Prompt
Give back the whole listing exactly as shown.

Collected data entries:
--------------------------------

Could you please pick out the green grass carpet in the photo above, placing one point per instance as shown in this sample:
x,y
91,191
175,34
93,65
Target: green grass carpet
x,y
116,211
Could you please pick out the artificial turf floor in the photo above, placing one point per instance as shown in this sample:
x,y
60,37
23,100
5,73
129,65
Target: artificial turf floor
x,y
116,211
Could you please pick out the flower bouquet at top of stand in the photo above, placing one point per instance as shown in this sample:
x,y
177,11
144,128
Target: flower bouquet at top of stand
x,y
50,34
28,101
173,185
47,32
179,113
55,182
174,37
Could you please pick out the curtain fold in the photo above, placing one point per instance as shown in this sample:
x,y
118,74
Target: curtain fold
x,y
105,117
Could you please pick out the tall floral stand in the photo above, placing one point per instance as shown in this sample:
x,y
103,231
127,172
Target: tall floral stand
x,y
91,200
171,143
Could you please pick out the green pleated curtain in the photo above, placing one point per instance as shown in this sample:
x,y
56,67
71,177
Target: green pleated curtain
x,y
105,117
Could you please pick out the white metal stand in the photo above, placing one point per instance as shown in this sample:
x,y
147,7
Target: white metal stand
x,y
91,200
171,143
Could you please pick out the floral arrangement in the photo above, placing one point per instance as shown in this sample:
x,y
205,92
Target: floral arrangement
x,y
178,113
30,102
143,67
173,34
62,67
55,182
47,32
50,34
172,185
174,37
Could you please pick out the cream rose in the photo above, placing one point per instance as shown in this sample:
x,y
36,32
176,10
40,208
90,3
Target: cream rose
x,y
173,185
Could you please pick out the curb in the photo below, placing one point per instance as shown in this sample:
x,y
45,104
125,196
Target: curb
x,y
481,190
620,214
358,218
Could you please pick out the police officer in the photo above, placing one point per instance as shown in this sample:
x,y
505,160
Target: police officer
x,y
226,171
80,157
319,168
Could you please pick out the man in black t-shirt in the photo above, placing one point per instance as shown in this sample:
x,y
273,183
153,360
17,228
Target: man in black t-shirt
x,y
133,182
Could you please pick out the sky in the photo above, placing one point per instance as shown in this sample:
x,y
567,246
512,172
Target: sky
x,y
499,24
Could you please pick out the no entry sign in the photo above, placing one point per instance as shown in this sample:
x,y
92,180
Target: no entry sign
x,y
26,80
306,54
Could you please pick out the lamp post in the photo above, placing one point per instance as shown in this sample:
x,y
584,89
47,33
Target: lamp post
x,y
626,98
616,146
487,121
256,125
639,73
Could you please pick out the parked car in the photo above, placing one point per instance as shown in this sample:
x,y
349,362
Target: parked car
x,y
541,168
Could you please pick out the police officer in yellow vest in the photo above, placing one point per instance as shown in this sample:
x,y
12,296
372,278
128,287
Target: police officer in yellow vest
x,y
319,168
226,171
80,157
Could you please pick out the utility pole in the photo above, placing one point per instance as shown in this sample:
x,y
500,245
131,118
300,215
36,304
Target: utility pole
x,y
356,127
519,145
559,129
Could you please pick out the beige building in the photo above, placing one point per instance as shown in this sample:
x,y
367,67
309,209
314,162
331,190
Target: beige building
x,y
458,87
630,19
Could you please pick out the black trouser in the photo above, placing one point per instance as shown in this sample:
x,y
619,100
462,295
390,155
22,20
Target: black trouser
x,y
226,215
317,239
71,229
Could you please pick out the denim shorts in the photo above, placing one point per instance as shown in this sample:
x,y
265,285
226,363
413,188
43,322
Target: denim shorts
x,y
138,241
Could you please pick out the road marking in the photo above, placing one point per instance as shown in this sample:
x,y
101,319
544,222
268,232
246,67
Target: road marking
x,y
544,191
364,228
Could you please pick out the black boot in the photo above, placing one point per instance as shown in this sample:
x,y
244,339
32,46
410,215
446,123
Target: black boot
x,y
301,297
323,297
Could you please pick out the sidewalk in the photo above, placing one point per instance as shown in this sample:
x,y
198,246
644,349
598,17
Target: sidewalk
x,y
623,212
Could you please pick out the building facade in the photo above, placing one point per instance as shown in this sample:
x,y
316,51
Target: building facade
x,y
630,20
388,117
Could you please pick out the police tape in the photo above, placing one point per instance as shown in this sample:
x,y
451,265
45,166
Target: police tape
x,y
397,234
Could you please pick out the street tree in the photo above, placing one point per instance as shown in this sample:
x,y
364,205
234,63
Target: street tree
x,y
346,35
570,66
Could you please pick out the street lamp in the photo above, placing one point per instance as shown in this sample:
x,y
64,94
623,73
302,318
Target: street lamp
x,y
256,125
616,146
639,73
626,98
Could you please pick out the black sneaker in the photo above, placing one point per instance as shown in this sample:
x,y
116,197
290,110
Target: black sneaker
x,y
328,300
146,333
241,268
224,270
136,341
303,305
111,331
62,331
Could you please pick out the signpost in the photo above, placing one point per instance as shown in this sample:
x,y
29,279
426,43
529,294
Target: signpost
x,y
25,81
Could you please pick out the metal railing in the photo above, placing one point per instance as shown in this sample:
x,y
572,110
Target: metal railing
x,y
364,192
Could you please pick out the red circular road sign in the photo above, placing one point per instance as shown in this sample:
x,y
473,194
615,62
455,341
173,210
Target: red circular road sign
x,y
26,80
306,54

--------------------------------

Exercise output
Could you please pick out the green grass carpet in the photo above, placing one point per instance as shown in this sample:
x,y
91,191
175,34
93,65
Target: green grass carpet
x,y
116,211
Could you please pick out the artificial turf floor in the photo above, placing one point per instance as shown in this sample:
x,y
60,37
23,100
5,73
129,65
Target: artificial turf floor
x,y
116,211
Could you please pick out the flower bouquet at top of stand in the photo above, placing one point per instance as shown in this sample:
x,y
177,11
144,128
Target: flower bouquet at top of stand
x,y
50,34
28,101
173,185
47,32
179,113
55,182
174,37
Could you please pick out the curtain fold in the photo above, placing one point per instance as shown in this sample:
x,y
118,74
Target: curtain fold
x,y
105,117
Could you please pick out the tall floral stand in the photo above, placing one point per instance as shown in this sample:
x,y
103,231
127,172
Target: tall floral stand
x,y
91,200
171,143
Could you please pick out the green pleated curtain in the photo above, placing one point per instance as shown in this sample:
x,y
56,67
71,177
Target: green pleated curtain
x,y
105,117
Could you please pick out the white metal stand in the photo above, placing one point per instance as shown in this sample:
x,y
147,7
Target: white metal stand
x,y
91,200
171,143
Could you please pick out the floral arrangement in the photo above, placing one point per instance as shown in this sample:
x,y
205,92
Target: floral arrangement
x,y
178,113
30,102
143,67
173,34
62,67
55,182
47,32
50,34
172,185
174,37
Could you please pick out the cream rose in the photo above, placing one point per instance as shown in this sample:
x,y
36,32
176,10
40,208
90,3
Target: cream rose
x,y
173,185
Could you please pick out the curb in the photo below, placing one point per instance as shown in this sample:
x,y
45,104
125,196
Target: curb
x,y
481,190
620,214
358,218
Could you please pick out the police officer in the photo above, placing one point per instance as shown in this sample:
x,y
505,160
Target: police officer
x,y
226,171
80,157
319,168
Could you please pick out the man in black t-shirt in the photo above, placing one point per instance as shown in this sample:
x,y
273,183
153,360
17,228
Target: man in black t-shirt
x,y
133,182
Could you please pick out the sky in the photo above, placing one point per instance as shown in this sample:
x,y
567,246
512,172
Target: sky
x,y
499,24
Could you please pick out the no entry sign in the photo above, placing one point per instance as shown in this sample:
x,y
92,180
Target: no entry sign
x,y
26,80
306,54
Could you please pick out the lamp post in the photo above, placing one point per instance as shown in this sample:
x,y
584,89
47,33
Target: lamp post
x,y
626,98
616,146
487,121
256,125
639,73
Could you please pick out the parked car in the photo above, placing one point per instance as shown in this sample:
x,y
349,362
Target: parked car
x,y
541,168
Could you please pick out the police officer in yellow vest in the photo above, placing one point per instance as shown in this sample:
x,y
12,296
372,278
128,287
Target: police officer in yellow vest
x,y
319,168
226,171
80,157
Could you please pick out the utility pole in the photo above, placing one point per instance as shown in this sample:
x,y
500,245
131,118
300,215
36,304
Target: utility pole
x,y
356,127
519,145
559,129
Could you please pick out the beige building in the photo above, placing one point per instance as shown in this sample:
x,y
367,67
309,209
314,162
331,190
Target: beige building
x,y
458,87
630,19
Could you please pick out the black trouser in the photo above, placing one point per instance as shown in this sample:
x,y
619,100
462,295
390,155
22,20
Target: black trouser
x,y
226,215
317,239
71,229
Could you please pick out the denim shorts in the photo above, placing one point per instance as shown in this sample:
x,y
265,285
226,363
413,188
43,322
Target: denim shorts
x,y
138,241
Could you please pick out the road marking in the photo above, placing one point per instance as shown in this sample:
x,y
101,319
544,222
268,232
246,67
Target: road marking
x,y
544,191
364,228
Could you please pick out the black boot in the photo above, placing one point per instance as shown in this sample:
x,y
244,339
32,46
410,215
446,123
Target: black boot
x,y
301,297
323,297
Could you please pick out the sidewalk in the photo above, placing one point per instance as shown in this sample:
x,y
198,246
644,349
598,17
Target: sidewalk
x,y
623,212
Could you please pick out the building facade in the photo above, placing one point per instance as shown in this sample:
x,y
316,51
Target: building facade
x,y
630,20
388,117
Could you please pick out the police tape in the photo above, placing one point per instance as shown in this sample:
x,y
451,265
45,166
Target: police tape
x,y
397,234
Could you please pick out the street tree in the photo above, placing one point per instance as shown in this sample:
x,y
364,205
234,63
Target: street tree
x,y
346,35
570,66
Could you please pick out the street lamp in the photo above, placing one point per instance as shown in this sample:
x,y
64,94
623,73
302,318
Target: street lamp
x,y
256,125
616,146
639,73
626,98
Could you please pick out the black sneaker in the photo above, placing one point per instance as shown in this sample:
x,y
116,197
290,110
Target: black sneaker
x,y
328,300
146,333
241,268
224,270
136,341
303,305
111,331
62,331
Could you please pick out the signpost in the photo above, placing one point per instance as shown in this sample:
x,y
29,279
426,43
529,294
Target: signpost
x,y
25,81
Could you please pick out the metal railing in the photo above, placing one point per instance as shown in this sample:
x,y
572,110
Target: metal railing
x,y
364,192
Could you please pick out the red circular road sign in the photo above, placing one point per instance as shown in this sample:
x,y
473,194
615,62
455,341
173,210
Target: red circular road sign
x,y
26,80
306,54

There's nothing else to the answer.